The request. List every line of the material below that contains the string "leaf", copying each line in full.
--- START OF Information given ---
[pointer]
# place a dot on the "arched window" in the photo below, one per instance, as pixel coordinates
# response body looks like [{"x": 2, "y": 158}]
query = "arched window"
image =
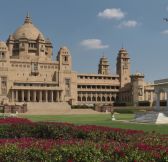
[
  {"x": 98, "y": 98},
  {"x": 112, "y": 98},
  {"x": 108, "y": 98},
  {"x": 83, "y": 98},
  {"x": 103, "y": 98},
  {"x": 88, "y": 98},
  {"x": 93, "y": 98}
]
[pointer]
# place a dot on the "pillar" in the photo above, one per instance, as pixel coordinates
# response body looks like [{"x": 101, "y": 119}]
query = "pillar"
[
  {"x": 16, "y": 97},
  {"x": 158, "y": 100},
  {"x": 167, "y": 100},
  {"x": 28, "y": 96},
  {"x": 34, "y": 96},
  {"x": 46, "y": 96},
  {"x": 51, "y": 96},
  {"x": 12, "y": 95},
  {"x": 61, "y": 96},
  {"x": 40, "y": 96},
  {"x": 57, "y": 96},
  {"x": 22, "y": 95}
]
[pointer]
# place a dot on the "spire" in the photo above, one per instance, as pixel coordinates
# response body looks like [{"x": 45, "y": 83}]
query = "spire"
[{"x": 28, "y": 19}]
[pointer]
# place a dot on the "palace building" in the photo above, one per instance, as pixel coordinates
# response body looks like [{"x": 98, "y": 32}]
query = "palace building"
[{"x": 28, "y": 74}]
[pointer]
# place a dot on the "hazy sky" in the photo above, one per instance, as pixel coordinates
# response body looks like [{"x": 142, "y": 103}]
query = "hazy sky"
[{"x": 90, "y": 28}]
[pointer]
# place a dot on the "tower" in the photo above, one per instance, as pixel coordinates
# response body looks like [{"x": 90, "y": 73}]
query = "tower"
[
  {"x": 103, "y": 66},
  {"x": 123, "y": 67},
  {"x": 64, "y": 58},
  {"x": 137, "y": 84}
]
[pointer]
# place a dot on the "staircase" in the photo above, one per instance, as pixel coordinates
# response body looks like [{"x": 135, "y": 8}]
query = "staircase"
[{"x": 47, "y": 108}]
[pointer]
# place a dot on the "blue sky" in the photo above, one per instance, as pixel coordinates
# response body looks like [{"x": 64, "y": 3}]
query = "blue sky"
[{"x": 90, "y": 28}]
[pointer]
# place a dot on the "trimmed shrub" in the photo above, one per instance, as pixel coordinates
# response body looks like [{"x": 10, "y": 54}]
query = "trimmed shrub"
[
  {"x": 143, "y": 103},
  {"x": 119, "y": 104}
]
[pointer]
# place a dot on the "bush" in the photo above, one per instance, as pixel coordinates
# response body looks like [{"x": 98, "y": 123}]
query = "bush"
[
  {"x": 125, "y": 111},
  {"x": 83, "y": 107},
  {"x": 143, "y": 103},
  {"x": 163, "y": 103},
  {"x": 119, "y": 104},
  {"x": 63, "y": 142}
]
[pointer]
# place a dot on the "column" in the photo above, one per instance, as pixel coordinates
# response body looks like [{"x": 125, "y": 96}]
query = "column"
[
  {"x": 157, "y": 100},
  {"x": 167, "y": 100},
  {"x": 34, "y": 96},
  {"x": 16, "y": 97},
  {"x": 51, "y": 96},
  {"x": 57, "y": 96},
  {"x": 46, "y": 96},
  {"x": 28, "y": 96},
  {"x": 12, "y": 95},
  {"x": 40, "y": 96},
  {"x": 61, "y": 96},
  {"x": 22, "y": 95}
]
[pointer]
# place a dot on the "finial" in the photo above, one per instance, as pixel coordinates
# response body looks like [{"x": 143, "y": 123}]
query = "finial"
[
  {"x": 122, "y": 45},
  {"x": 28, "y": 19}
]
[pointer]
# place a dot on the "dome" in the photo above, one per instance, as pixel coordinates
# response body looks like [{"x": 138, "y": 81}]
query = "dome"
[
  {"x": 27, "y": 30},
  {"x": 122, "y": 50},
  {"x": 3, "y": 46}
]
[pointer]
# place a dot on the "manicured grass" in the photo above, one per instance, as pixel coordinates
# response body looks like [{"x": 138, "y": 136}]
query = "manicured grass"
[{"x": 101, "y": 119}]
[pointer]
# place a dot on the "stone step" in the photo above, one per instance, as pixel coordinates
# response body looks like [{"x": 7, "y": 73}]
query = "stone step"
[{"x": 48, "y": 108}]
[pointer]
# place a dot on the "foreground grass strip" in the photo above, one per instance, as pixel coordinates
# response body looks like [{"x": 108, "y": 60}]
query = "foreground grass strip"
[{"x": 101, "y": 119}]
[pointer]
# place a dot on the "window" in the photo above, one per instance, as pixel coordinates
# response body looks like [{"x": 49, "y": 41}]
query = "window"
[
  {"x": 67, "y": 87},
  {"x": 4, "y": 85},
  {"x": 34, "y": 68}
]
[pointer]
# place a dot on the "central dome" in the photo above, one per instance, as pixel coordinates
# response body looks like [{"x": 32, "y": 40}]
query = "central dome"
[{"x": 27, "y": 30}]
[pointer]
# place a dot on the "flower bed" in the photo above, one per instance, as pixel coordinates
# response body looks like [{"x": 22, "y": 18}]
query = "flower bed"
[{"x": 63, "y": 142}]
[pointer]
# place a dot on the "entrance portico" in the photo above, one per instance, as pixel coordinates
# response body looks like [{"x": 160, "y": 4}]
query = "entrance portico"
[
  {"x": 161, "y": 86},
  {"x": 29, "y": 95}
]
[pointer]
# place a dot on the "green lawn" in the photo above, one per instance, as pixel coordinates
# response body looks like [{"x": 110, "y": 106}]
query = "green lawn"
[{"x": 101, "y": 119}]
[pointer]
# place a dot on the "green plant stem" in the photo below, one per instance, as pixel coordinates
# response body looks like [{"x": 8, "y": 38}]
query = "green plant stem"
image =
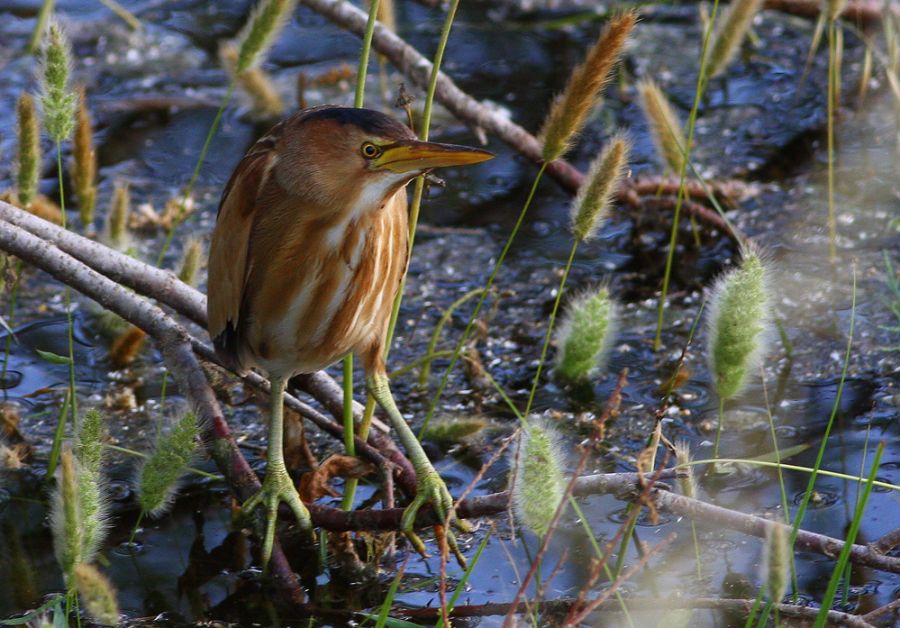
[
  {"x": 682, "y": 175},
  {"x": 189, "y": 188},
  {"x": 58, "y": 436},
  {"x": 461, "y": 585},
  {"x": 13, "y": 299},
  {"x": 789, "y": 467},
  {"x": 832, "y": 84},
  {"x": 73, "y": 401},
  {"x": 349, "y": 425},
  {"x": 600, "y": 556},
  {"x": 549, "y": 334},
  {"x": 457, "y": 352},
  {"x": 418, "y": 191},
  {"x": 843, "y": 558},
  {"x": 719, "y": 428},
  {"x": 436, "y": 334},
  {"x": 807, "y": 495},
  {"x": 360, "y": 96}
]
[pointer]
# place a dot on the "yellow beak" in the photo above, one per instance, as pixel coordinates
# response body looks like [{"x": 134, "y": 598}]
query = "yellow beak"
[{"x": 413, "y": 155}]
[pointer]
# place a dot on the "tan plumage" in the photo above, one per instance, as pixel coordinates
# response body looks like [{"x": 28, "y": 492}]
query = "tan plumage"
[{"x": 310, "y": 246}]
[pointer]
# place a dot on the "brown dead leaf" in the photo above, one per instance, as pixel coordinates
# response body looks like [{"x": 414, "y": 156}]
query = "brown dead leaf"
[{"x": 315, "y": 484}]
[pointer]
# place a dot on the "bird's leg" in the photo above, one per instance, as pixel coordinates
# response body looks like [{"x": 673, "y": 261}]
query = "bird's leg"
[
  {"x": 277, "y": 486},
  {"x": 430, "y": 488}
]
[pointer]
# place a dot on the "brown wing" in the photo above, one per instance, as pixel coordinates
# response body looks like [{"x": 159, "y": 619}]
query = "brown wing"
[{"x": 228, "y": 268}]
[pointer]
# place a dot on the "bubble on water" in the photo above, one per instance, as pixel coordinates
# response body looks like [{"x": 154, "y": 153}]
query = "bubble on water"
[{"x": 820, "y": 499}]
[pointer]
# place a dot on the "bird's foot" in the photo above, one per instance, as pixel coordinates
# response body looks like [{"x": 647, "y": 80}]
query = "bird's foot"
[
  {"x": 430, "y": 489},
  {"x": 277, "y": 487}
]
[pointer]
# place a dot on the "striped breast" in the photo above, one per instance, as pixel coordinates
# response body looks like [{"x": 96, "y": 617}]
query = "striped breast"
[{"x": 336, "y": 284}]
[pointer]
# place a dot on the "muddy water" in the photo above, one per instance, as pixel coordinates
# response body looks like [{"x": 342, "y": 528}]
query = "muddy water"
[{"x": 154, "y": 94}]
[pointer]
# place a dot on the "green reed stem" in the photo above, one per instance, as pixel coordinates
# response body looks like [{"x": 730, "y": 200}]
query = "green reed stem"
[
  {"x": 682, "y": 175},
  {"x": 843, "y": 558},
  {"x": 11, "y": 317},
  {"x": 73, "y": 402},
  {"x": 349, "y": 425},
  {"x": 363, "y": 69},
  {"x": 549, "y": 334},
  {"x": 58, "y": 435},
  {"x": 189, "y": 188},
  {"x": 832, "y": 96},
  {"x": 807, "y": 495},
  {"x": 600, "y": 556},
  {"x": 436, "y": 334},
  {"x": 719, "y": 428},
  {"x": 487, "y": 286},
  {"x": 461, "y": 585},
  {"x": 417, "y": 194}
]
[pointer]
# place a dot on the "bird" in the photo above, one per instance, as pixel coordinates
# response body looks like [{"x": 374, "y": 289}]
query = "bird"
[{"x": 307, "y": 255}]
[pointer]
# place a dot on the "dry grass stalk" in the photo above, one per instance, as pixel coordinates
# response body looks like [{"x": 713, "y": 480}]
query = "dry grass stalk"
[
  {"x": 84, "y": 164},
  {"x": 569, "y": 112},
  {"x": 591, "y": 206},
  {"x": 266, "y": 21},
  {"x": 666, "y": 130},
  {"x": 730, "y": 32},
  {"x": 117, "y": 223},
  {"x": 29, "y": 136}
]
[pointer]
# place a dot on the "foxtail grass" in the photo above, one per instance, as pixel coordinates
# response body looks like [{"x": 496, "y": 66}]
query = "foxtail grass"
[
  {"x": 539, "y": 484},
  {"x": 84, "y": 163},
  {"x": 158, "y": 475},
  {"x": 737, "y": 329},
  {"x": 570, "y": 111},
  {"x": 665, "y": 128},
  {"x": 97, "y": 595},
  {"x": 57, "y": 99},
  {"x": 78, "y": 512},
  {"x": 560, "y": 127},
  {"x": 65, "y": 517},
  {"x": 730, "y": 32},
  {"x": 585, "y": 335},
  {"x": 29, "y": 150}
]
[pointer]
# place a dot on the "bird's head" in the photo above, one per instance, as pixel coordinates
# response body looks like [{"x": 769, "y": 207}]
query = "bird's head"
[{"x": 337, "y": 153}]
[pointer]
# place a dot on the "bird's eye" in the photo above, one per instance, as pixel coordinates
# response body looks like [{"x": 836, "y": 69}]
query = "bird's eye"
[{"x": 370, "y": 151}]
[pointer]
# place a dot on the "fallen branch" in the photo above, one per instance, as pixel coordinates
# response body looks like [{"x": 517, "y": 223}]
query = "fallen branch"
[
  {"x": 174, "y": 344},
  {"x": 38, "y": 249},
  {"x": 560, "y": 606},
  {"x": 417, "y": 68},
  {"x": 708, "y": 514}
]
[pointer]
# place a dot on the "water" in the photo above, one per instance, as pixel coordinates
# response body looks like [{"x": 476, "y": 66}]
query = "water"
[{"x": 191, "y": 565}]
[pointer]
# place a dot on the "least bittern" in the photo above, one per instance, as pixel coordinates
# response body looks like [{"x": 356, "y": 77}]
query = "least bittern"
[{"x": 307, "y": 255}]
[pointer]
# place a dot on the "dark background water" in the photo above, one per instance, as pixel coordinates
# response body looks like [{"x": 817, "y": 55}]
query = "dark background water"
[{"x": 759, "y": 125}]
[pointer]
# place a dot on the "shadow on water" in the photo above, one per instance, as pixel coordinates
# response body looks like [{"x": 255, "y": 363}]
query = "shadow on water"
[{"x": 193, "y": 564}]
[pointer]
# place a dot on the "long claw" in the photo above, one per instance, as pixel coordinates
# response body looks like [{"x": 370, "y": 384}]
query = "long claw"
[{"x": 277, "y": 487}]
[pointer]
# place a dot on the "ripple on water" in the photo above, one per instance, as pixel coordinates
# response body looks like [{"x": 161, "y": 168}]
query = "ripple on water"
[
  {"x": 130, "y": 548},
  {"x": 821, "y": 498}
]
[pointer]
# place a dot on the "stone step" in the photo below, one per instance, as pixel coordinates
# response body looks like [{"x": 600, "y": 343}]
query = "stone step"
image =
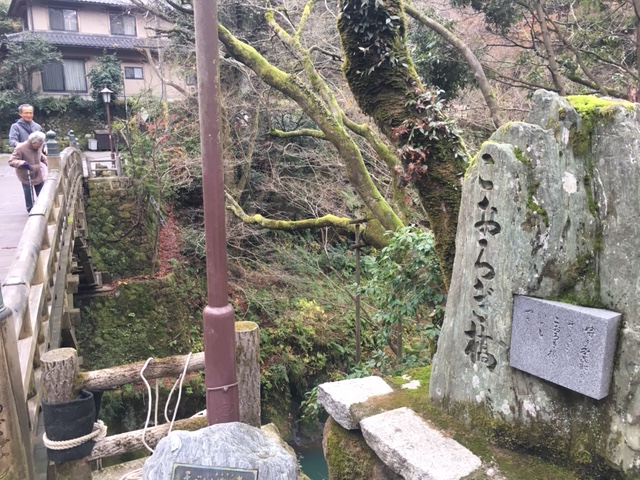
--- END OF Information given ---
Task answer.
# place a dot on the "brown dead leaf" in the photo above, one per instance, as pixel coordinates
query = "brown dead leaf"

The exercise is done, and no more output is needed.